• **TASK DETAILS**:
Give the data below as a two-column CSV with the columns "prompt" and "response", one row per block. Put each block's text and answer in a single quoted field with line breaks replaced by spaces, and leave the pictures out.

• **Location labeling data**:
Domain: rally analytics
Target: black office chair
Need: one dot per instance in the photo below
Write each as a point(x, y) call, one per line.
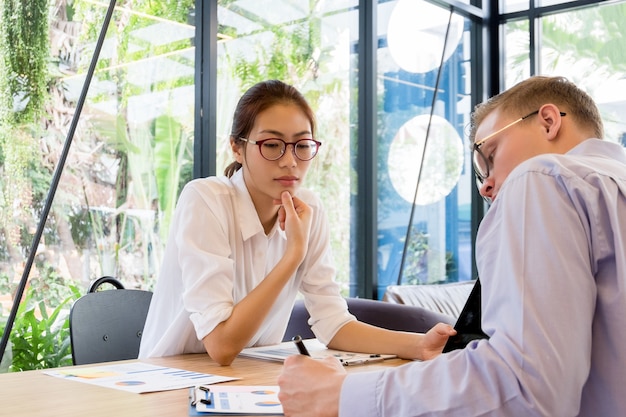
point(390, 316)
point(107, 325)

• **EXERCISE ANSWER**:
prompt,response
"Domain: rally analytics Target: black office chair Need: one dot per instance in the photo below Write each as a point(x, y) call, one per line.","point(390, 316) point(107, 325)"